EXERCISE MATERIAL: Begin
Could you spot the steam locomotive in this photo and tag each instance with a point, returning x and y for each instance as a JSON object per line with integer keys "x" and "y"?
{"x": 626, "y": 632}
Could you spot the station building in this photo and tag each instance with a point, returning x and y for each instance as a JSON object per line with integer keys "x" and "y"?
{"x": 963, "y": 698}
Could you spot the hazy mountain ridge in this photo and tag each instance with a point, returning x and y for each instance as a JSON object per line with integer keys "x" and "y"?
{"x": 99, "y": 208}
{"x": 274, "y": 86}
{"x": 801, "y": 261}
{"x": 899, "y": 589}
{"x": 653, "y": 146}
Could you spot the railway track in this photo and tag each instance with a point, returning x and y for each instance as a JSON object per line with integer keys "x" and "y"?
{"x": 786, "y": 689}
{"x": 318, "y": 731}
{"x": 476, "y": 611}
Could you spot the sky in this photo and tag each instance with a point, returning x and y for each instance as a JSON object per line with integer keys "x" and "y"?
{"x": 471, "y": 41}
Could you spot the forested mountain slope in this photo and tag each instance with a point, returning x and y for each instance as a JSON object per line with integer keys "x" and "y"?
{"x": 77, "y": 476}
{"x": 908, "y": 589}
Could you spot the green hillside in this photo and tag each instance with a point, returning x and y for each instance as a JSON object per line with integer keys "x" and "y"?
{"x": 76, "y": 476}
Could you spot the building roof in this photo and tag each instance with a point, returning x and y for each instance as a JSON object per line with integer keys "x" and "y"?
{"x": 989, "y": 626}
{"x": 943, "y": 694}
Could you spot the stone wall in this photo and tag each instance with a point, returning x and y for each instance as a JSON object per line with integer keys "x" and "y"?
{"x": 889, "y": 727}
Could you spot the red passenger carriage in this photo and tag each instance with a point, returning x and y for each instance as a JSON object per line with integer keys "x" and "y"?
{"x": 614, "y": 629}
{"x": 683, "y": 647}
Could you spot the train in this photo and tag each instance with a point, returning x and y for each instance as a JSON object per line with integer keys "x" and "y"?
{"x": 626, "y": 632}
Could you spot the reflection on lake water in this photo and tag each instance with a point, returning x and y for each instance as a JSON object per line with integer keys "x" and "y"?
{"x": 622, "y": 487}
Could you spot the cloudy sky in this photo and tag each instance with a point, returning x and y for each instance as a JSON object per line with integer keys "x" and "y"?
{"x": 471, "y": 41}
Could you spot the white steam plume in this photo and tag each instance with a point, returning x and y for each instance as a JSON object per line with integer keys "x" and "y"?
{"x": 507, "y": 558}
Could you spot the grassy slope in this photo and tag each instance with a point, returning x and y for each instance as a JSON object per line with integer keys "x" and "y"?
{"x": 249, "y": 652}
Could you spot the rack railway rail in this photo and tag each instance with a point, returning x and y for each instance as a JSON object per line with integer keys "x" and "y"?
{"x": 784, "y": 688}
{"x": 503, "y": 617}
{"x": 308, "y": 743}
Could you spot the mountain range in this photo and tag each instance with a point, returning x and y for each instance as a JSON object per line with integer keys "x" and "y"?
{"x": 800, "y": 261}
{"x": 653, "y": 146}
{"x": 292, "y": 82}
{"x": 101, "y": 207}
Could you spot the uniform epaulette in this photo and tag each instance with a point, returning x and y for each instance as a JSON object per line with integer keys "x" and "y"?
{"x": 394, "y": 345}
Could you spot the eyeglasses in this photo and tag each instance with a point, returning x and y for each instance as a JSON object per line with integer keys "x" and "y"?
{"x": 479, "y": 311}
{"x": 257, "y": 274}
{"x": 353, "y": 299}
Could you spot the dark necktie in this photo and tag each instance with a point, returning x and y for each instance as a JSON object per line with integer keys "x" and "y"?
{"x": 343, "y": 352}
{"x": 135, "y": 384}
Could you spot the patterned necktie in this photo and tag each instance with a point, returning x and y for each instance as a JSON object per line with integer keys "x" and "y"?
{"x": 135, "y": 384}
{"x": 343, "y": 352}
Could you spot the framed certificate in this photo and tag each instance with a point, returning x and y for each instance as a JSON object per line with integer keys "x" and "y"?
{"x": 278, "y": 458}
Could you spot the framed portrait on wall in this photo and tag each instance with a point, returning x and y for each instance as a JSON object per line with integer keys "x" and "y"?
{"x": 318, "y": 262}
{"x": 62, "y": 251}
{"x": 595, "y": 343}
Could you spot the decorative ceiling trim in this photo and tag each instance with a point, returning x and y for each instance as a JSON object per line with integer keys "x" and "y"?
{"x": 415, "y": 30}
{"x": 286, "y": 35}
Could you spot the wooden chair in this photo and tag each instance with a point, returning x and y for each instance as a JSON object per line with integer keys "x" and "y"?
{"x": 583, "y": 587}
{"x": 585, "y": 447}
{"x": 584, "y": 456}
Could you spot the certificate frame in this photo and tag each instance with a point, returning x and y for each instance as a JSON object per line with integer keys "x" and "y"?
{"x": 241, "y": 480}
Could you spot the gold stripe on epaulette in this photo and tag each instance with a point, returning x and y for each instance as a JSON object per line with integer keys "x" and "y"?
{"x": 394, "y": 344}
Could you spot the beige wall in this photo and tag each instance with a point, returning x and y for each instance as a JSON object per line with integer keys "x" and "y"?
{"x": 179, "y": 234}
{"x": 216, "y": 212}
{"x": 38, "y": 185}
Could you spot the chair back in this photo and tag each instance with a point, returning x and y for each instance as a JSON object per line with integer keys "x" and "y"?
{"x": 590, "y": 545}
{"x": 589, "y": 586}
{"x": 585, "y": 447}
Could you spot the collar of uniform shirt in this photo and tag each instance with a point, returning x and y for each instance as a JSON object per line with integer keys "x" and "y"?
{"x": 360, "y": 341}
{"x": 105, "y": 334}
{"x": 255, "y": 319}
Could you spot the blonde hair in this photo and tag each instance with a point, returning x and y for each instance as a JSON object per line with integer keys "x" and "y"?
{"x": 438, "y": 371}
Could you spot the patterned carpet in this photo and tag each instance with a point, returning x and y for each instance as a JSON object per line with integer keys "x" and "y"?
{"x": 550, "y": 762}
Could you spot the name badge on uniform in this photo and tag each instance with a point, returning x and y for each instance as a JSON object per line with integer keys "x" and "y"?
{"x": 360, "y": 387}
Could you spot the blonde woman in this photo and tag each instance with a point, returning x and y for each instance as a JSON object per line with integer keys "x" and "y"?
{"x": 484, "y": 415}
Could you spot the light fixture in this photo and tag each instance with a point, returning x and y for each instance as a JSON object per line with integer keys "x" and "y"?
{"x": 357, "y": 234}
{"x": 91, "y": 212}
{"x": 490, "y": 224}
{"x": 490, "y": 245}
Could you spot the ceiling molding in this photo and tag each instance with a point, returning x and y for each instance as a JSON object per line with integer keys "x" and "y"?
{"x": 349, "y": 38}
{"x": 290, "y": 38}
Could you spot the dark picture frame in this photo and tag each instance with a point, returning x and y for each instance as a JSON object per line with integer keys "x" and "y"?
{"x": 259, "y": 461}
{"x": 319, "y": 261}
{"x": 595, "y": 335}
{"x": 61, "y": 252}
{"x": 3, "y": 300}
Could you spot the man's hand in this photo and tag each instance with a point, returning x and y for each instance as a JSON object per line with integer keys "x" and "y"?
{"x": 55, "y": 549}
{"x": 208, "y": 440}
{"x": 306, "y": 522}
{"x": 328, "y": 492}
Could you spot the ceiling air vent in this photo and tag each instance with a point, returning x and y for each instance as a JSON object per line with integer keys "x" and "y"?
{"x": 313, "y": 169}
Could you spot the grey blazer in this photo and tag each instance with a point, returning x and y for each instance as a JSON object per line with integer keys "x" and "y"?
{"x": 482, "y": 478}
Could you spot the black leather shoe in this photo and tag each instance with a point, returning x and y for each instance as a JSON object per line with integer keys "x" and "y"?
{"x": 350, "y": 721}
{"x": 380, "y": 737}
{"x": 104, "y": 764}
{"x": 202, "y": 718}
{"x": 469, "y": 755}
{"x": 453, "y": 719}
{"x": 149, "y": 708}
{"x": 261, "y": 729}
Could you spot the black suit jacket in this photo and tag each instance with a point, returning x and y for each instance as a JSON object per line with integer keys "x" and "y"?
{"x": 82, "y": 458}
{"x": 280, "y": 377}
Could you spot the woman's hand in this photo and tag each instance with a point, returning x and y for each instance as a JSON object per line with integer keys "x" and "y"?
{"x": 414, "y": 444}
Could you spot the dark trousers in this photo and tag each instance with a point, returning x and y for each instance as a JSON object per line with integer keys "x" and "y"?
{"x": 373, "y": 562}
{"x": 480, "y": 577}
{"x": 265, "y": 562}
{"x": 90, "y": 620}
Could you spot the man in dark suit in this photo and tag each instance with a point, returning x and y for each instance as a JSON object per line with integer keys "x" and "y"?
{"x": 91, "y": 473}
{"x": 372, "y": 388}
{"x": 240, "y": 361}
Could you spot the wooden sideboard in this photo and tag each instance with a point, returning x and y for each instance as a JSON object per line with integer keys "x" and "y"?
EXERCISE MATERIAL: End
◆ PROMPT
In the listing above, find the line that contains "Could you spot the black suit". Write it out exactly, along with each line after it up to and including the last.

◆ SOLUTION TO THE EXERCISE
Could you spot the black suit jacket in this photo and tag each instance with a point, returning x and y for each instance as a JSON object per line with integer keys "x" and "y"?
{"x": 82, "y": 458}
{"x": 280, "y": 377}
Could you spot the woman's hand in this photo and tag each instance with a point, returning x and y for each instance as a JSON object per line with integer keys "x" and "y"?
{"x": 414, "y": 444}
Could you spot the dark trousers in this photo and tag each instance with a point, returning x and y for each instance as a JSON object per line with integer keys "x" and "y"?
{"x": 373, "y": 562}
{"x": 480, "y": 577}
{"x": 265, "y": 562}
{"x": 90, "y": 620}
Could you spot the man in dark suit in this photo and tag each instance with a point, returning x and y for each instance as a JSON object per line with integer keys "x" and "y"?
{"x": 91, "y": 473}
{"x": 372, "y": 388}
{"x": 240, "y": 361}
Could you spot the wooden sideboard in this photo and tag each instance with a point, returning x and y for each instance as a JSON object per line with integer keys "x" and "y"?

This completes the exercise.